Saved entries

⟨

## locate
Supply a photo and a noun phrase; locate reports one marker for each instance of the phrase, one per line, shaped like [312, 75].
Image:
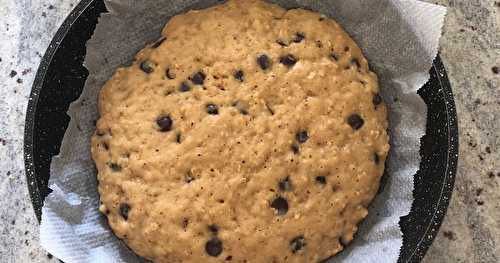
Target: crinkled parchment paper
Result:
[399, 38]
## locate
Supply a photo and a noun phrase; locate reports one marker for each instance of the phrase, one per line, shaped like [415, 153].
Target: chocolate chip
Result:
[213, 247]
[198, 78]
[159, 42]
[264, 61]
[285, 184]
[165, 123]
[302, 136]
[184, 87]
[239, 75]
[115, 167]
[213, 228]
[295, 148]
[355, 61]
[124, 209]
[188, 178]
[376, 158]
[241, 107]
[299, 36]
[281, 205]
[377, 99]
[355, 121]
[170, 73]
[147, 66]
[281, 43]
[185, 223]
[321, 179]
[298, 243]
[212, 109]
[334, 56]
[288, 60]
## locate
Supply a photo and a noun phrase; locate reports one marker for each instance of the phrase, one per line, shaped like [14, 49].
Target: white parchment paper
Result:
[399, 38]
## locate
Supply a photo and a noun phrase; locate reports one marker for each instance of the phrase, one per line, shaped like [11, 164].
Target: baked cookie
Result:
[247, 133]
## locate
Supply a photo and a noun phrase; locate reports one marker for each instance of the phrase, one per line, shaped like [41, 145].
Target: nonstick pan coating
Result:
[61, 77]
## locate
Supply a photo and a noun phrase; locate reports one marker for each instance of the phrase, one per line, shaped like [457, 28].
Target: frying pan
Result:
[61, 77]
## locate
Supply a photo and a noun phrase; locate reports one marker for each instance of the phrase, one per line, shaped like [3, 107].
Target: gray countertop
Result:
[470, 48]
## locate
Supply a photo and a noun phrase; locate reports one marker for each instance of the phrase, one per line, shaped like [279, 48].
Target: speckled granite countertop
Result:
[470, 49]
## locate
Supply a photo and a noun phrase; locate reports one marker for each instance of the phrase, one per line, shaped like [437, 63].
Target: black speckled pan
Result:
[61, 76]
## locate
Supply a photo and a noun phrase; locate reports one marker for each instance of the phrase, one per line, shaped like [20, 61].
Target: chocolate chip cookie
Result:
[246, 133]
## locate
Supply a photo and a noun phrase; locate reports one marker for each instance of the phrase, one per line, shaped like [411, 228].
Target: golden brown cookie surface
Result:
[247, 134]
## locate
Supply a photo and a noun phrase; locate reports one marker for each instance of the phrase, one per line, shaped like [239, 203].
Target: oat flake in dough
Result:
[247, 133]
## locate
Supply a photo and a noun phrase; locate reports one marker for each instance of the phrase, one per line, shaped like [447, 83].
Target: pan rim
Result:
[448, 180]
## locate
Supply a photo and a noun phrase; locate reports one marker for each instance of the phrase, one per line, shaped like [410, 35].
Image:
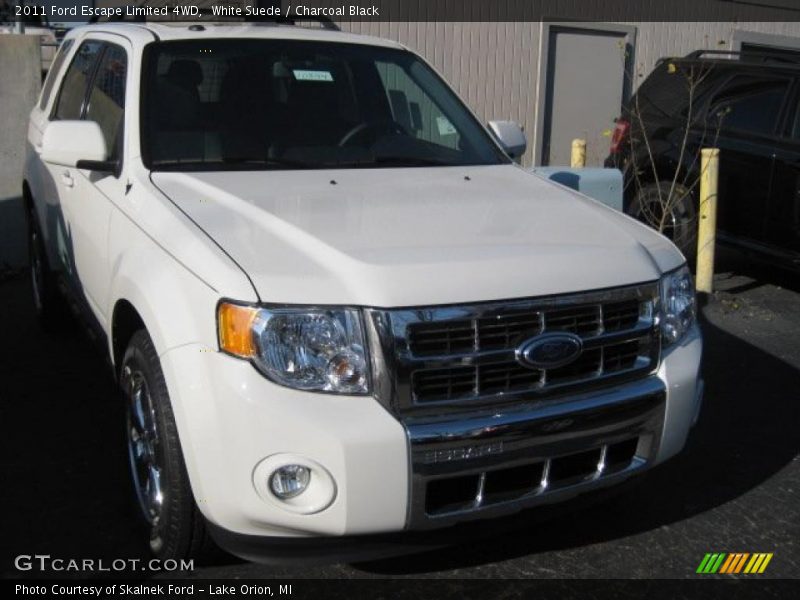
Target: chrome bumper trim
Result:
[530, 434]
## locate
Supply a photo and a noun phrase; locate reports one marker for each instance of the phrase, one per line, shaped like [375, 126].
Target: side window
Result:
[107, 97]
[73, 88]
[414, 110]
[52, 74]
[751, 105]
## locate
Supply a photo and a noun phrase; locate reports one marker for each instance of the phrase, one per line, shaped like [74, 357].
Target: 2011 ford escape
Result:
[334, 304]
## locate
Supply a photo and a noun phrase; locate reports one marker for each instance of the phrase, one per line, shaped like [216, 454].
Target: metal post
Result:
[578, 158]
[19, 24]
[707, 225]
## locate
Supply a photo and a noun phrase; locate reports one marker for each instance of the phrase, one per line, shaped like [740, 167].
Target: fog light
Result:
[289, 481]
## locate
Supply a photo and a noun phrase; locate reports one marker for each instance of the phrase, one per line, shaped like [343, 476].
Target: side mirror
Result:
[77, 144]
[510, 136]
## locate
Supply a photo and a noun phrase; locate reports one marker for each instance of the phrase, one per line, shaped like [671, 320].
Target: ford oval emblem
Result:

⟩
⟨

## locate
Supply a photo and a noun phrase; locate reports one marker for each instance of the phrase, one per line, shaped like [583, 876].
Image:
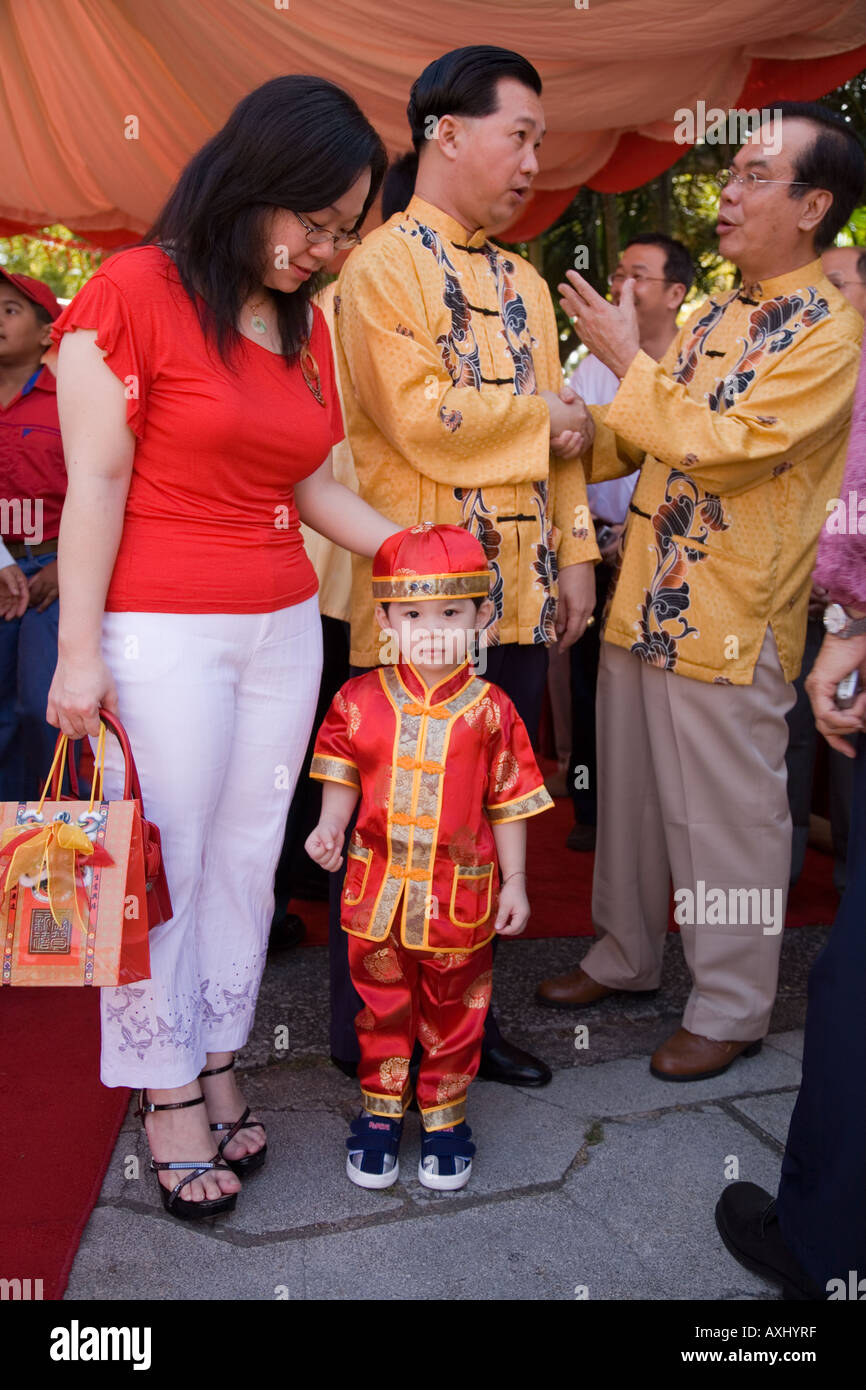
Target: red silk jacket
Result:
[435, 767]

⟩
⟨

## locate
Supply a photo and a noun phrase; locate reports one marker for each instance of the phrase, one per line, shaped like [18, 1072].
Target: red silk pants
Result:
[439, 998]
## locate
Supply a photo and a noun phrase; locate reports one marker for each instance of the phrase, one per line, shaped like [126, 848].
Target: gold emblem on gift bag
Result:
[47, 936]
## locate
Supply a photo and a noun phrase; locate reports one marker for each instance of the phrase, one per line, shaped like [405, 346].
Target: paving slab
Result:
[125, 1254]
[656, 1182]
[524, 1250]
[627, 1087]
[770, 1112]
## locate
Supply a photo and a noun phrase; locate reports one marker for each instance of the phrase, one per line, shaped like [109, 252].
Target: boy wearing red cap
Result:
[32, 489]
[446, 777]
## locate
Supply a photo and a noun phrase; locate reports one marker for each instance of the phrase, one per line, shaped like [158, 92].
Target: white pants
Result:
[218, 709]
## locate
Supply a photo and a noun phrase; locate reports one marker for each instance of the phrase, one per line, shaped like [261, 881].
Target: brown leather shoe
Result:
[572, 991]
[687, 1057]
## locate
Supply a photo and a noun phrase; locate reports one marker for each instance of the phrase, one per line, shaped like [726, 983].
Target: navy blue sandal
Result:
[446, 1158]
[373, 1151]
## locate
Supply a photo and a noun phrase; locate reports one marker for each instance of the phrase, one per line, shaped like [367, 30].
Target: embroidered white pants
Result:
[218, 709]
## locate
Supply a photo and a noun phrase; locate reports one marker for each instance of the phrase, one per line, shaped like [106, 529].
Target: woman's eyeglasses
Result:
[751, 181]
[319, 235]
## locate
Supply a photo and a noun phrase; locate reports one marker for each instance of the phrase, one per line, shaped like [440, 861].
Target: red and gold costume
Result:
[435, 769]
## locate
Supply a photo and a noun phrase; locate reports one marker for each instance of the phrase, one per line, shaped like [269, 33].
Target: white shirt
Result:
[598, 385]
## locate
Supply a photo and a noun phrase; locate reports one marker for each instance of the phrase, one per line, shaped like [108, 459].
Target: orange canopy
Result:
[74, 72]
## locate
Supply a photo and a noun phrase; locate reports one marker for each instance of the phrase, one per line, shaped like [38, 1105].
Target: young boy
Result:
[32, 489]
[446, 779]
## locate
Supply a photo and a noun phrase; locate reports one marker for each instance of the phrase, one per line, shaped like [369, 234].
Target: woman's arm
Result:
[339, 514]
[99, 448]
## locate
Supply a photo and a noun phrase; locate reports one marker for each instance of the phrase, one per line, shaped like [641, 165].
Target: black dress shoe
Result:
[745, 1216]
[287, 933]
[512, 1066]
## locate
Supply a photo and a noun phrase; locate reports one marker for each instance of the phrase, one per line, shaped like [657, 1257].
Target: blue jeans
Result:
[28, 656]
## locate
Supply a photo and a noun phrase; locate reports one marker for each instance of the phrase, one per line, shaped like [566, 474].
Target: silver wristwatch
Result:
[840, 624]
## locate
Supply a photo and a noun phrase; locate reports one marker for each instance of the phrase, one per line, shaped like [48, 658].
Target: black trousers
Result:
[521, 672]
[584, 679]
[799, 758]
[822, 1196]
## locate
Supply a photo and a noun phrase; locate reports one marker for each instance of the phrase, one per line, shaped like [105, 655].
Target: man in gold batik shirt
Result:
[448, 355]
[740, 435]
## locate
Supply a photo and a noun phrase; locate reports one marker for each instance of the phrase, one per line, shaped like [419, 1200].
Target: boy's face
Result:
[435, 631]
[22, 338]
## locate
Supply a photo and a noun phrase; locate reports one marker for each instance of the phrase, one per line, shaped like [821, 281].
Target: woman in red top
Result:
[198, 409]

⟩

The lines above that hold the word "shoe" should be found and copied out.

Answer to this exercise:
Target: brown leather shoe
Target: black dress shoe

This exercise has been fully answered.